____ READING PASSAGE
Statement on Grant Making Policy

The Society provides a number of grants whose primary purpose is to support the charitable objectives, namely:

To promote, for the benefit of the public, the advancement of physiology and facilitate the interaction of physiologists both at home and abroad, thereby contributing to the progress and understanding of the function of biological systems, biomedical and related sciences and the promotion of health and the detection, prevention and treatment of disease, disability and malfunction of physiological processes in all forms of life.

Grants are made by The Society to support its full breadth of activities including: support for scientific symposia and meetings; the interaction of physiologists through the provision of travel grants; grants to support training and development of young physiologists; support for the development of education and teaching resources and grants for outreach activities to schools and the wider public to raise the general understanding of physiology.

Grants must be proposed, developed and reviewed by the relevant Committees empowered by the Council. Grants are developed against objectives and budgets allocated annually as part of the planning process: Council approves budgets every autumn.

Applications are managed by respective Committees with appropriate peer review processes in place. Some student grants are allocated on a first-come first-served basis subject to eligibility. 

Travel grants are allocated to Members, Affiliates and Undergraduates upon application and on a rolling year basis. Travel grants are subject to a competitive application process, particularly in months where demand exceeds budgetary supply; with priority going to attendees of Physiological Society-run events.  

Where grants are allocated to non-members, steps are taken to review that the recipient has the appropriate experience or expertise compared to the objectives of the respective grant.

The Membership & Grants Committee (MGC) provides independent oversight to Council. Its role is to ensure appropriate consistency and governance, including review and approval of new schemes for compliance. It does not get involved in specific grant proposals, except for periodic review and in cases of conflicts of interest. The MGC also reviews annually the portfolio of grants made by The Society and make recommendations where they believe there is a gap or that a specific programme is out of scope.
________
EXERCISE: Quote the grant making policy statement word for word, everything from "Travel grants are allocated" down to "Physiological Society-run events.".
____ DATA LISTING
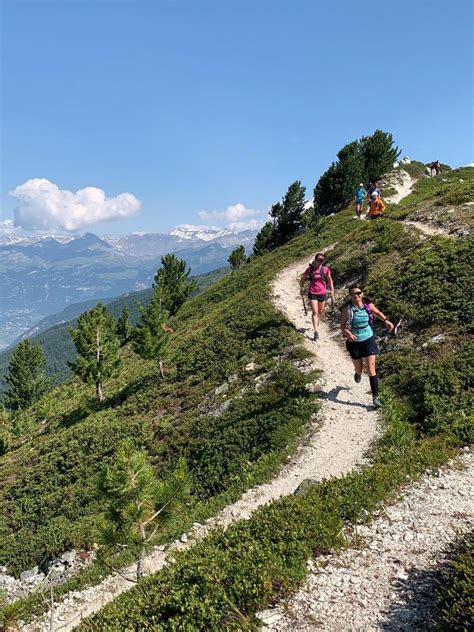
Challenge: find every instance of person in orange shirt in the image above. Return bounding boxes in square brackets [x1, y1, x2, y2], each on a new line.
[368, 193, 385, 219]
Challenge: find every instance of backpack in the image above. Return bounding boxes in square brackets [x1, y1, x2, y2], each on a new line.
[309, 261, 328, 285]
[344, 301, 374, 328]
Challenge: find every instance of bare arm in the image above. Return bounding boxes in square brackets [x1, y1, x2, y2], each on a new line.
[328, 270, 334, 298]
[370, 303, 393, 331]
[300, 272, 309, 291]
[339, 309, 356, 340]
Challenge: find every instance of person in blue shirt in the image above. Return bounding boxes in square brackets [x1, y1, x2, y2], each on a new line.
[355, 182, 367, 219]
[340, 284, 393, 408]
[367, 182, 380, 200]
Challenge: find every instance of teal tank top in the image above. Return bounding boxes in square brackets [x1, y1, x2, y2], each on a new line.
[351, 304, 374, 342]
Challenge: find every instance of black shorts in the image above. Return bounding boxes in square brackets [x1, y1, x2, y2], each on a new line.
[346, 336, 379, 360]
[308, 292, 328, 303]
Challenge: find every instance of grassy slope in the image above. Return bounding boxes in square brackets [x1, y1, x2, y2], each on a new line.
[78, 165, 473, 630]
[0, 210, 351, 572]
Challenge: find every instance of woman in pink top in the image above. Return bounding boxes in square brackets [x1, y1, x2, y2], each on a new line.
[300, 252, 334, 340]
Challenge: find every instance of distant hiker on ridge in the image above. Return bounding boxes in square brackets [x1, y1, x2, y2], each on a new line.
[340, 284, 393, 408]
[355, 182, 367, 219]
[368, 193, 385, 219]
[367, 182, 380, 200]
[300, 252, 334, 340]
[430, 160, 441, 177]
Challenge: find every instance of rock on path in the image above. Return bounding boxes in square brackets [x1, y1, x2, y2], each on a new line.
[272, 453, 474, 632]
[22, 258, 377, 632]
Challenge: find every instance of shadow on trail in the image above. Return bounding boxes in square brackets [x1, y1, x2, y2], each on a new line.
[379, 568, 440, 632]
[319, 386, 373, 411]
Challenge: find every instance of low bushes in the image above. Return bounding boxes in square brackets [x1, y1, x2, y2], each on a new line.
[79, 404, 456, 631]
[436, 531, 474, 632]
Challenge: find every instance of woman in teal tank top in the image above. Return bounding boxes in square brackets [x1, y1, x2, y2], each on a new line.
[340, 285, 393, 408]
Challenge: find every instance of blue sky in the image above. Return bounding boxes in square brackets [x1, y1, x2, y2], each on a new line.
[0, 0, 473, 234]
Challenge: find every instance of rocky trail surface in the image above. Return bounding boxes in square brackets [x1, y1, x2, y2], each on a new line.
[272, 448, 474, 632]
[385, 170, 416, 204]
[22, 258, 377, 632]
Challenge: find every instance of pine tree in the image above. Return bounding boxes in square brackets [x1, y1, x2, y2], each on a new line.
[154, 255, 198, 316]
[98, 441, 190, 580]
[0, 405, 12, 456]
[133, 287, 172, 377]
[68, 303, 121, 402]
[5, 339, 51, 410]
[253, 222, 275, 256]
[117, 305, 132, 346]
[361, 129, 401, 182]
[314, 130, 400, 215]
[314, 140, 364, 215]
[276, 180, 306, 245]
[227, 246, 247, 270]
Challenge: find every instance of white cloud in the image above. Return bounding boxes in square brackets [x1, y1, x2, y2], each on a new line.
[194, 202, 267, 231]
[229, 219, 265, 232]
[9, 178, 140, 231]
[198, 202, 263, 222]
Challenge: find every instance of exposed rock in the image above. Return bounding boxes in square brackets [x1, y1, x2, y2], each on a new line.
[293, 478, 317, 496]
[255, 608, 283, 625]
[20, 566, 39, 582]
[271, 450, 474, 632]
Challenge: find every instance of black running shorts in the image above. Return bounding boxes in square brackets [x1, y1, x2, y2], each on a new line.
[308, 292, 328, 303]
[346, 336, 379, 360]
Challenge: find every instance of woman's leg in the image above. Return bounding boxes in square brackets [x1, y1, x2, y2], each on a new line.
[367, 355, 379, 398]
[352, 359, 364, 375]
[309, 298, 319, 331]
[318, 301, 327, 319]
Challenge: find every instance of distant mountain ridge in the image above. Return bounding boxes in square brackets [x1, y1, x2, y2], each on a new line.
[0, 222, 256, 349]
[0, 267, 229, 392]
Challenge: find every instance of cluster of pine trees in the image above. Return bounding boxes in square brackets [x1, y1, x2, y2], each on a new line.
[4, 254, 197, 411]
[253, 130, 400, 256]
[0, 130, 400, 411]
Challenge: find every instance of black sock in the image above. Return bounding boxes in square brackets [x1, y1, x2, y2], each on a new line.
[369, 375, 379, 397]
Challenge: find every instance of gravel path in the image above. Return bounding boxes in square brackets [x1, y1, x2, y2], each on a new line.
[384, 170, 416, 204]
[265, 448, 474, 632]
[22, 258, 377, 632]
[403, 220, 453, 237]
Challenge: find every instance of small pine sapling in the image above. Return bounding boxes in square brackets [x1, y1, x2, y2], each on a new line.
[133, 287, 173, 378]
[98, 440, 190, 580]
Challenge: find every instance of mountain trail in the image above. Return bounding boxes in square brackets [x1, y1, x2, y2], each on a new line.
[272, 448, 474, 632]
[22, 258, 378, 632]
[384, 170, 416, 204]
[403, 220, 453, 237]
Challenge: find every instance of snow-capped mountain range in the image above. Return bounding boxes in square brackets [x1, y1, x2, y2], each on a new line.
[0, 219, 256, 251]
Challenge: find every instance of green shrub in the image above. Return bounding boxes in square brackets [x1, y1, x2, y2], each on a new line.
[79, 405, 456, 631]
[436, 531, 474, 632]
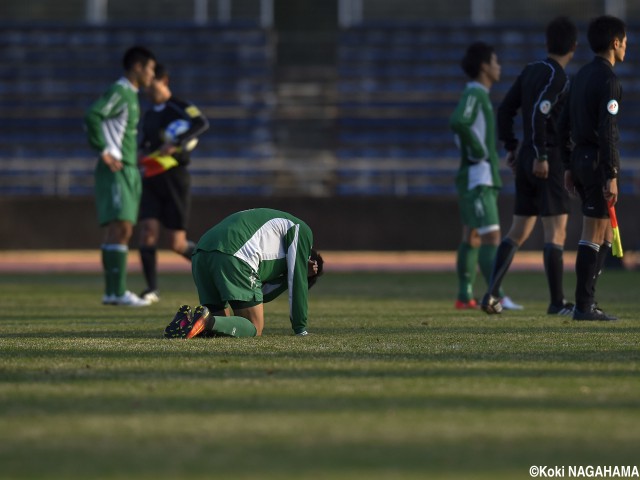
________
RESULT FOR THIS TASK:
Travel grants are allocated to Members, Affiliates and Undergraduates upon application and on a rolling year basis. Travel grants are subject to a competitive application process, particularly in months where demand exceeds budgetary supply; with priority going to attendees of Physiological Society-run events.